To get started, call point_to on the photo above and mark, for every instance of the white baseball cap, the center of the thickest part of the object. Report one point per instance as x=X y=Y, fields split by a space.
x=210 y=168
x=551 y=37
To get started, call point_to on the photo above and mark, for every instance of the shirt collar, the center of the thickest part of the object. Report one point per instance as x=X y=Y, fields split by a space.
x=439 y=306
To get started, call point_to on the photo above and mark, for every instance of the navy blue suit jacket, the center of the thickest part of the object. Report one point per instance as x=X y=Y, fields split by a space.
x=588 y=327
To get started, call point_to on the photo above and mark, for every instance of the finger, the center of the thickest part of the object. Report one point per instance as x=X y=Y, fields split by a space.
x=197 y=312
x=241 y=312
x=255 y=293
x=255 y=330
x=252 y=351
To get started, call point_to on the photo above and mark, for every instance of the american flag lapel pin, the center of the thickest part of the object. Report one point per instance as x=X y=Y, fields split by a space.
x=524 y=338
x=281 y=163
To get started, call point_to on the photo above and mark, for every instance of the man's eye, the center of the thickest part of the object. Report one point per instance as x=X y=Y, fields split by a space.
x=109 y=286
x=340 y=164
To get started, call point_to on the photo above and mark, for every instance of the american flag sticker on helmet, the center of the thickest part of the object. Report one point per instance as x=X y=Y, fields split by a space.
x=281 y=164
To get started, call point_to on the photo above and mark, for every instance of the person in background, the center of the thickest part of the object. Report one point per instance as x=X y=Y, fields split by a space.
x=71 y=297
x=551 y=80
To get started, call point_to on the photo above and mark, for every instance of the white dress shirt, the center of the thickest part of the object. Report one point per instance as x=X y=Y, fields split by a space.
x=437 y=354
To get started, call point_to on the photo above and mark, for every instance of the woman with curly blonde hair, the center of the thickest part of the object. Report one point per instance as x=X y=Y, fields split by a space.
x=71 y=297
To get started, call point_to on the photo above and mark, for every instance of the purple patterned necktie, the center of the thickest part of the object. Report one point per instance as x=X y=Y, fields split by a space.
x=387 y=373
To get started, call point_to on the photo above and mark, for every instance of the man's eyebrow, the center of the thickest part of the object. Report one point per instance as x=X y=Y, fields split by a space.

------------------------

### THE EXERCISE
Rewrite the material from its start through the line holding "x=588 y=327", inclusive, keeping every line and shifting each x and y coordinate value in those lines by -42.

### TASK ANSWER
To get started, call point_to on the photo above and mark, for every instance of the white baseball cap, the center of the thickest part of the object. Report one point per instance as x=X y=Y, fields split by a space.
x=168 y=126
x=509 y=-5
To get started, call point_to on the photo above and mark, for every instance of the shirt collar, the center of the thickest part of the object. Report one point per instance as x=X y=Y, fields split by a space.
x=397 y=264
To get started, call point_to on the photo above and mark, for every instance of the navy blue suit jacket, the center of the thickest part of the object. Report one point per instance as x=X y=Y, fields split by a space.
x=546 y=285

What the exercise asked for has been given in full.